§ **Goal of the exercise**: Collect every line of the records that contains the string "shorts", and copy each one in full. Case counts.

§ **Material supplied**:
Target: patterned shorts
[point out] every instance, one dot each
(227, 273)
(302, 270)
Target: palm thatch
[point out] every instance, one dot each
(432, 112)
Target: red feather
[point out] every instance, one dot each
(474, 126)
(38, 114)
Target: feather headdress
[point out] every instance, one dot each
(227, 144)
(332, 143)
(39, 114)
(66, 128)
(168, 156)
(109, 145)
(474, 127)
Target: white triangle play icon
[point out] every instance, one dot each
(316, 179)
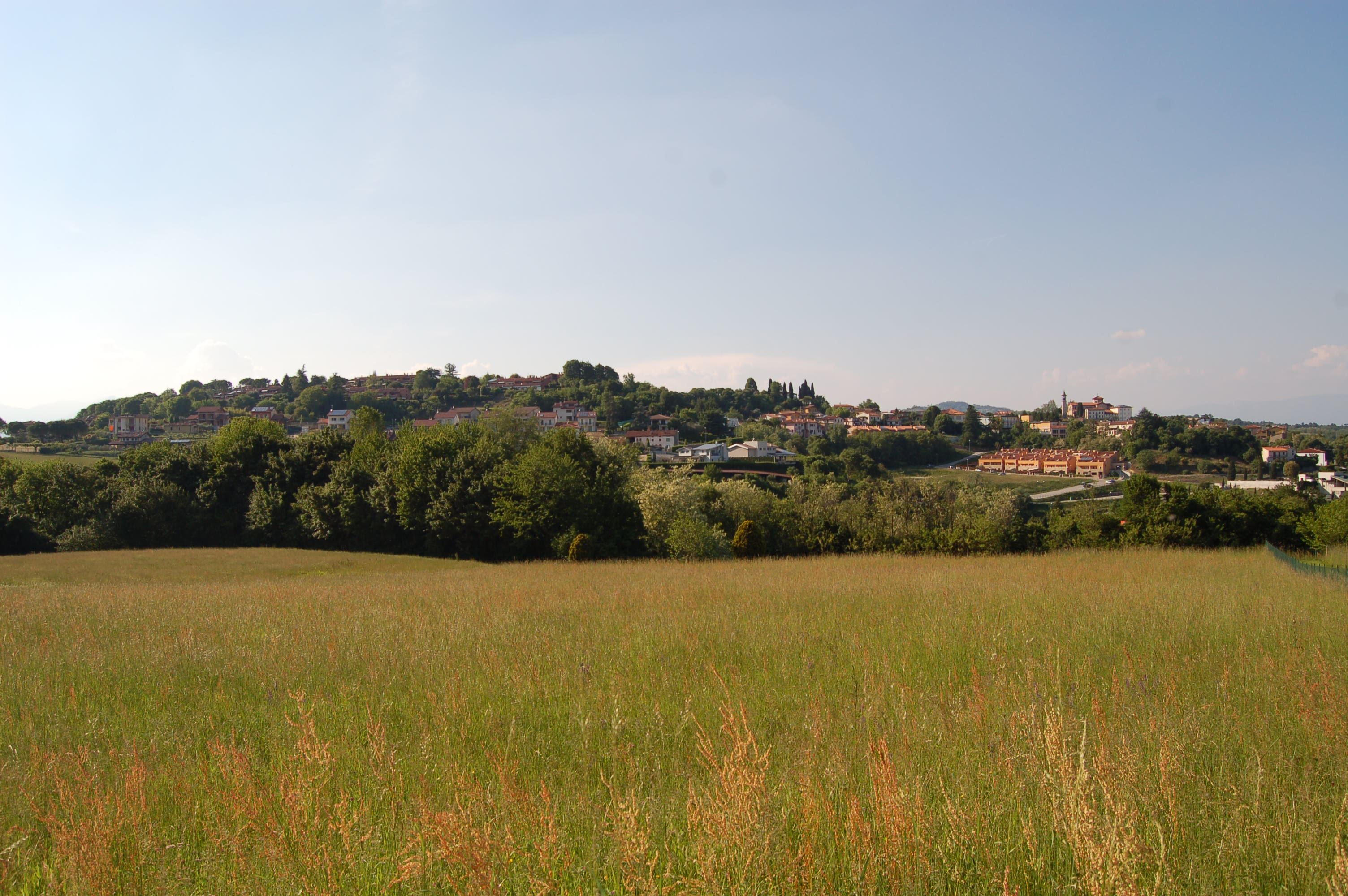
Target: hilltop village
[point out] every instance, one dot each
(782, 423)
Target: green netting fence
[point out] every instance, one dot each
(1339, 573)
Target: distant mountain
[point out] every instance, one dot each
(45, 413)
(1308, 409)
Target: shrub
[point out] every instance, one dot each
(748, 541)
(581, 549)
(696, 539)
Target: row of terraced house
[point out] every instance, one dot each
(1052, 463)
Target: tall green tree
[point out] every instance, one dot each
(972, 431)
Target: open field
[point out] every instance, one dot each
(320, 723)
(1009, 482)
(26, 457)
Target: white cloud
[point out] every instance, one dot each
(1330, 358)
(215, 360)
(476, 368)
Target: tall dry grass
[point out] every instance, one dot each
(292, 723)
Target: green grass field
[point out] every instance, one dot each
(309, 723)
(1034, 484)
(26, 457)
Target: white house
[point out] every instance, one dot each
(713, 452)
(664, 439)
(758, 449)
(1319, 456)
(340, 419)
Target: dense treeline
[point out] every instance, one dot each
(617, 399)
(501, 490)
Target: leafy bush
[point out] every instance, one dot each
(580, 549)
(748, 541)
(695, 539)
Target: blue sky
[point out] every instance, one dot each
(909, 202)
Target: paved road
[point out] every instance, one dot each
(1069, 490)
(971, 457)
---
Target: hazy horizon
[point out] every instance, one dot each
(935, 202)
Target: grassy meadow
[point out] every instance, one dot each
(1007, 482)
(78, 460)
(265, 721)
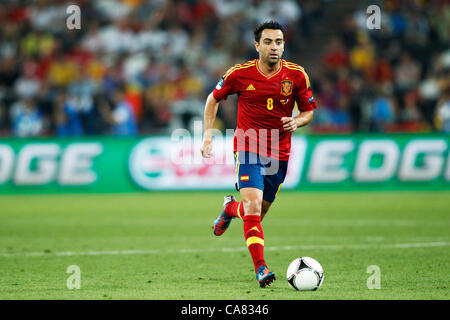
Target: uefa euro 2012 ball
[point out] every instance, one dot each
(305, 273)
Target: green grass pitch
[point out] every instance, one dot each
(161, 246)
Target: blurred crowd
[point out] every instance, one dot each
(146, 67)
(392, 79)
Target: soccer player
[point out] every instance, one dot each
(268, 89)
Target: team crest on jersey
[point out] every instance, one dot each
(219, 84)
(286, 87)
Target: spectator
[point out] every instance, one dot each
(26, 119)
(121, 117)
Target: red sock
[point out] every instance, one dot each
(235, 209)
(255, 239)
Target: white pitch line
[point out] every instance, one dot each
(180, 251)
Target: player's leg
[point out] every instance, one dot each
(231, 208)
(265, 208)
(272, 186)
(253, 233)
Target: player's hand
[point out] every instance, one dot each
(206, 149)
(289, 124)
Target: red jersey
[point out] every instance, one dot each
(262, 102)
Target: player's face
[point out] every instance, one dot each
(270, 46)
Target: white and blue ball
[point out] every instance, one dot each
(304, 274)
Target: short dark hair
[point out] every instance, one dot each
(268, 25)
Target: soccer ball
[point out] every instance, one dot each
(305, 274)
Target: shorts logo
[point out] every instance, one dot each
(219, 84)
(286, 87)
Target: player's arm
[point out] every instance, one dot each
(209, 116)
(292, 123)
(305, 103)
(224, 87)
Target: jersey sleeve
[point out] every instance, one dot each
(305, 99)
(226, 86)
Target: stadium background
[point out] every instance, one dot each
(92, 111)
---
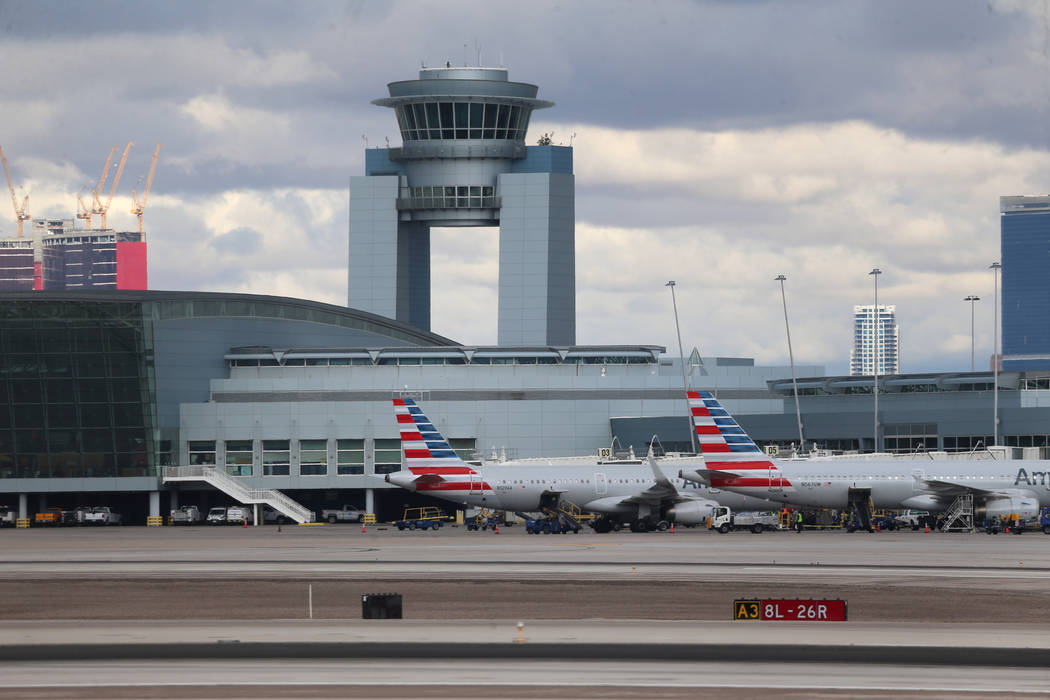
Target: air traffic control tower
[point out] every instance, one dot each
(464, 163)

§ **The answer**:
Target: patterned shorts
Target: shorts logo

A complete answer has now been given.